# start of DATA LINES
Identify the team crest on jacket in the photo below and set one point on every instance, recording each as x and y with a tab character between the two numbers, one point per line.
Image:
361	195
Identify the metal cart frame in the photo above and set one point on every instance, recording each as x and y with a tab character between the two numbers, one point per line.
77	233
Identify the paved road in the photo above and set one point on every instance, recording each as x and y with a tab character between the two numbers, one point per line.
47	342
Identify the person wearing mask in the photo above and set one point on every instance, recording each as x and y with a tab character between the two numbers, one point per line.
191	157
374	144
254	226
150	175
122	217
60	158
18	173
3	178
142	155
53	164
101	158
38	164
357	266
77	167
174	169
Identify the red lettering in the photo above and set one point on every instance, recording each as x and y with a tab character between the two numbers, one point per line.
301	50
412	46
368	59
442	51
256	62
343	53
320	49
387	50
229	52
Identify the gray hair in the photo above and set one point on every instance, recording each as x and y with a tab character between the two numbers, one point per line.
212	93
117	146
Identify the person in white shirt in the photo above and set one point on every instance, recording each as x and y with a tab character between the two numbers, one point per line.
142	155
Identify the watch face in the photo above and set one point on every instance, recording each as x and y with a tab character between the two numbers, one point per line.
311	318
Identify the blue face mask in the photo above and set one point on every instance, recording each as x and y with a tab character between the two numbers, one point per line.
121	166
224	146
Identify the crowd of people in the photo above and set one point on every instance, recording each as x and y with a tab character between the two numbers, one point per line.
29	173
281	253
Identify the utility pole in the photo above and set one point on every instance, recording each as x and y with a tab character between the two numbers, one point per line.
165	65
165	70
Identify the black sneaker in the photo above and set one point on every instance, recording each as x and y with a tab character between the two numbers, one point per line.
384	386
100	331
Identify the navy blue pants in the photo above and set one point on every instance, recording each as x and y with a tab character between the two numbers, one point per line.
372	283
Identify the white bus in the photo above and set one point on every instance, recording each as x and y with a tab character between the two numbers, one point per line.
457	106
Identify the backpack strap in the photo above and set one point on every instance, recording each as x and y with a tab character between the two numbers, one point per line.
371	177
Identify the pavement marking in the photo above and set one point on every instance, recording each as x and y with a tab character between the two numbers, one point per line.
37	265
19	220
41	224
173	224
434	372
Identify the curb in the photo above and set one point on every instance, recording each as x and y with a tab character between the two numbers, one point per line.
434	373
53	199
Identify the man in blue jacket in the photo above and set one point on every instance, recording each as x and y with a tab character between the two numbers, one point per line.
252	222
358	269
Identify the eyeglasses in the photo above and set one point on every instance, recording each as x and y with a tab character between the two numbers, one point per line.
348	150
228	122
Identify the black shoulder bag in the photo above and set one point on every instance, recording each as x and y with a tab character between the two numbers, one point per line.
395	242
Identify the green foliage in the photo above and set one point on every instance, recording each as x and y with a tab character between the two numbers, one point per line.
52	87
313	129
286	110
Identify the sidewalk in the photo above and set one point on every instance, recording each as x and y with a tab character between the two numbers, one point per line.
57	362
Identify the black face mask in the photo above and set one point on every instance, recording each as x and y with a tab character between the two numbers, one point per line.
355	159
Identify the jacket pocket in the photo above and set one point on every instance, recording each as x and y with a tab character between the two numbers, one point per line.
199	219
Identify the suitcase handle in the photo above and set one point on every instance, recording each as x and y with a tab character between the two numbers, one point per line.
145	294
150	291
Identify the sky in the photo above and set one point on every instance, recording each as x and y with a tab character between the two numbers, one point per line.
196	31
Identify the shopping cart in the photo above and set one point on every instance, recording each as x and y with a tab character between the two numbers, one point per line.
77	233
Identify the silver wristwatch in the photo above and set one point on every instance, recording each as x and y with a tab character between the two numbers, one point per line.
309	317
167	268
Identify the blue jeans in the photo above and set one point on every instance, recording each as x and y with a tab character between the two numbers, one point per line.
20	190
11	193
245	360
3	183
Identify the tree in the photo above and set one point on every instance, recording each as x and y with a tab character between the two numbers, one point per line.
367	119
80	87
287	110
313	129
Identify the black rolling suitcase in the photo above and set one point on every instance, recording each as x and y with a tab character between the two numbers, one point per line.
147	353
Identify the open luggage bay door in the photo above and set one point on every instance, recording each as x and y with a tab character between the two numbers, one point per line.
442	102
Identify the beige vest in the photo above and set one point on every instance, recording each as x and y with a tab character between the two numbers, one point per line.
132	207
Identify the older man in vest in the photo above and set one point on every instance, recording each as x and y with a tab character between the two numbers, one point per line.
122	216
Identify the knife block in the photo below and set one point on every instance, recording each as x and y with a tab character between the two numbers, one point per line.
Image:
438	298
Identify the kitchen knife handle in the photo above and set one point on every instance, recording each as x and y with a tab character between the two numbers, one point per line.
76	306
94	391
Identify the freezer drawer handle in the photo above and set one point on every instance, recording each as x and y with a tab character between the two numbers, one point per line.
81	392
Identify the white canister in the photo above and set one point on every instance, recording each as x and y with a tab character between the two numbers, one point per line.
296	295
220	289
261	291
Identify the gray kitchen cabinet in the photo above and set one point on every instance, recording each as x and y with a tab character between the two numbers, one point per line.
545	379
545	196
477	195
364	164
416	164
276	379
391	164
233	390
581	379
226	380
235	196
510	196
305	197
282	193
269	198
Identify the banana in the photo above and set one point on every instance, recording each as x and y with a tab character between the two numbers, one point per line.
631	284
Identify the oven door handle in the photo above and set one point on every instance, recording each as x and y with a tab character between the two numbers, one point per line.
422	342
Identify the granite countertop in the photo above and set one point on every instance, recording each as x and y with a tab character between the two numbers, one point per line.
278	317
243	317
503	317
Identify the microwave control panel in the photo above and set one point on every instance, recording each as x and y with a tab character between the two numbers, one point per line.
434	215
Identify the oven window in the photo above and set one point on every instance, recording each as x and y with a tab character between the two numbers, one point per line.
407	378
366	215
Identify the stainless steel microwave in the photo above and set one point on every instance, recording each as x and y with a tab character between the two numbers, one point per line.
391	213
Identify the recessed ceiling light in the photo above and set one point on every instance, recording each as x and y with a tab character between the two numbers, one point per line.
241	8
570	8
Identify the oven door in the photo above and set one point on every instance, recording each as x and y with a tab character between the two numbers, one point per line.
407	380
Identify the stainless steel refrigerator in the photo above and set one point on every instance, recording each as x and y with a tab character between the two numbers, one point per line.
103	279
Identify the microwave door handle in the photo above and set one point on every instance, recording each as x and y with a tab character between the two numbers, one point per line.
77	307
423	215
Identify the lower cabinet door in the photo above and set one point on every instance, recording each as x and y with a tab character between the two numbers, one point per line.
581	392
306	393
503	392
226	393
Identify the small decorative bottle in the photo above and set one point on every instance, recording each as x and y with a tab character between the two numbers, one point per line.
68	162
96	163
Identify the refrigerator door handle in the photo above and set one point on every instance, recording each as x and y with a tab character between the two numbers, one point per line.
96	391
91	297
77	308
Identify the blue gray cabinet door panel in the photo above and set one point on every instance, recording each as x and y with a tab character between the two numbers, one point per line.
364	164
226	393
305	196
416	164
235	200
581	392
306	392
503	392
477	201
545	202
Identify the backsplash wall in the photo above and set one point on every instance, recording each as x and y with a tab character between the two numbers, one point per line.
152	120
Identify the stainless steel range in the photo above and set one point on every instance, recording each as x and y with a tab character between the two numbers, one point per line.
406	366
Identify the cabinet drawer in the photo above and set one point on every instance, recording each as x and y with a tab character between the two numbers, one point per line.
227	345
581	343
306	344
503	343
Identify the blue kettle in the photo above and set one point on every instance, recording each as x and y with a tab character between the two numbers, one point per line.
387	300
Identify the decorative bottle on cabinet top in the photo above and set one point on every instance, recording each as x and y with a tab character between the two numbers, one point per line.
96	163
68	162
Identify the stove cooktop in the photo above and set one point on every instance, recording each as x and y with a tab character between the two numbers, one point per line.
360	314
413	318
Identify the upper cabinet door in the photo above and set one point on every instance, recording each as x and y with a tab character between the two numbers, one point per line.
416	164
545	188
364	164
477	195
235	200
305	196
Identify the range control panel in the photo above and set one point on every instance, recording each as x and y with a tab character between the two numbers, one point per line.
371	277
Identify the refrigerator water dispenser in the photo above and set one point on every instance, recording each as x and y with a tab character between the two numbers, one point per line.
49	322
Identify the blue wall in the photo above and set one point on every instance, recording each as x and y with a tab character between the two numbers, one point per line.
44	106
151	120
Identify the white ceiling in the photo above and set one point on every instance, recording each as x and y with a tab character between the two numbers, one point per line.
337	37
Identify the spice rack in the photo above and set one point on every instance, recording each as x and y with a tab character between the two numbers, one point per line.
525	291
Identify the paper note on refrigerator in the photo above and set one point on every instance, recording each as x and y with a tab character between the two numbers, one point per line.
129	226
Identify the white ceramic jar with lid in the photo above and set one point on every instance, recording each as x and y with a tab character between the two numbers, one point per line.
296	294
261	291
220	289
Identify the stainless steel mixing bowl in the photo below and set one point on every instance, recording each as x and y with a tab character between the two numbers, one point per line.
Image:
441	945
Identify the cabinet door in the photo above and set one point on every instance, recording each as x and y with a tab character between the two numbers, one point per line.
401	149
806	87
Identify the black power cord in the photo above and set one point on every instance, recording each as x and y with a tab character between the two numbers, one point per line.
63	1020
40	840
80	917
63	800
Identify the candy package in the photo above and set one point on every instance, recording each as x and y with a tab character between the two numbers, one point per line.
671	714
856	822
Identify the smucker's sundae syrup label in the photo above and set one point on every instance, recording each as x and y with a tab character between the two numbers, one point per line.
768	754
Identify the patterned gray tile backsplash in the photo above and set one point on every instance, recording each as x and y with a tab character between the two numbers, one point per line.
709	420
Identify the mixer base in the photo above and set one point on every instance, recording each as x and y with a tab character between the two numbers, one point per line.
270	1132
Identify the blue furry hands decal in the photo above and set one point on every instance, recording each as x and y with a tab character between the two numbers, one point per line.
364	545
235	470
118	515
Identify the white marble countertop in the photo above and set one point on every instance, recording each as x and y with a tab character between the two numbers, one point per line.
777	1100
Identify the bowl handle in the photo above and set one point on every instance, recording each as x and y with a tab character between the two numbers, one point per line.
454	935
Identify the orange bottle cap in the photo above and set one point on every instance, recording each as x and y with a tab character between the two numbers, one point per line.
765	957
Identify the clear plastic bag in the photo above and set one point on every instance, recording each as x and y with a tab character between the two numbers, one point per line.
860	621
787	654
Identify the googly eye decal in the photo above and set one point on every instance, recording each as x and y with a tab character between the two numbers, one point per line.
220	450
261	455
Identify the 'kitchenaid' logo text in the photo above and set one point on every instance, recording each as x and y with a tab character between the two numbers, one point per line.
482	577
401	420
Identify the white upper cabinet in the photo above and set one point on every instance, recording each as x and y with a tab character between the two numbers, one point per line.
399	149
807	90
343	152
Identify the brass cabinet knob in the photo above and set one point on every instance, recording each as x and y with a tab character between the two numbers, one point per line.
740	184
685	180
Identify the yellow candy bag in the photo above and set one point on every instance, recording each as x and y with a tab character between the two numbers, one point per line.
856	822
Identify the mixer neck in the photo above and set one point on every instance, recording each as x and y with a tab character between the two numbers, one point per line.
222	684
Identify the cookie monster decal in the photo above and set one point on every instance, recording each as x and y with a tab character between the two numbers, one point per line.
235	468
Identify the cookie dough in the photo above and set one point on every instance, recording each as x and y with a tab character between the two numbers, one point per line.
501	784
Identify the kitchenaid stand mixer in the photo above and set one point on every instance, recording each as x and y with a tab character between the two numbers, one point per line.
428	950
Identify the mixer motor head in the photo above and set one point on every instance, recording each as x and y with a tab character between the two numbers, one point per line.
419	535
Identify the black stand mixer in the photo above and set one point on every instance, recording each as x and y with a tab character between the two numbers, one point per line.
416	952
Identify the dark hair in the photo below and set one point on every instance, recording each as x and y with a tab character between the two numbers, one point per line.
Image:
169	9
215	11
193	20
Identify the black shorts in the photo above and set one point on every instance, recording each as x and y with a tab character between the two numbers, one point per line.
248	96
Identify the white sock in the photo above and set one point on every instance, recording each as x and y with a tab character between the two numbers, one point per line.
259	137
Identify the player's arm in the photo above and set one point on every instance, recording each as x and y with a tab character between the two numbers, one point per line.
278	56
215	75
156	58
# end of DATA LINES
### AIM OF THE TASK
Transcribe word for word the lines from the one holding "Identify the mixer motor" to the last line of the listing above, inclusive.

### OUTPUT FOR THIS TASK
Identify the mixer motor head in the photo above and set one point on every instance, recording each as x and y with a tab character between the two numbers, one point per line.
419	535
Identify the black stand mixer in the photo above and set one point on every instance, recording each as x and y with a tab character between the two numbers, one point per line.
416	952
Identify the dark hair in the photo below and set one point on every instance, recording each as x and y with a tab character between the two numbers, one point per line.
Image:
169	9
215	11
193	20
Identify the black shorts in the photo above and set one point on every instance, recording each as x and y with a tab character between the two numbers, one point per line.
248	96
Identify the white sock in the photo above and set one point on every instance, recording each as x and y with a tab character between the two numbers, one point per line.
259	137
Identify the player's arm in the photo above and set one point on every instance, recording each as x and y with a tab character between the two numbers, one point per line.
278	56
215	75
156	58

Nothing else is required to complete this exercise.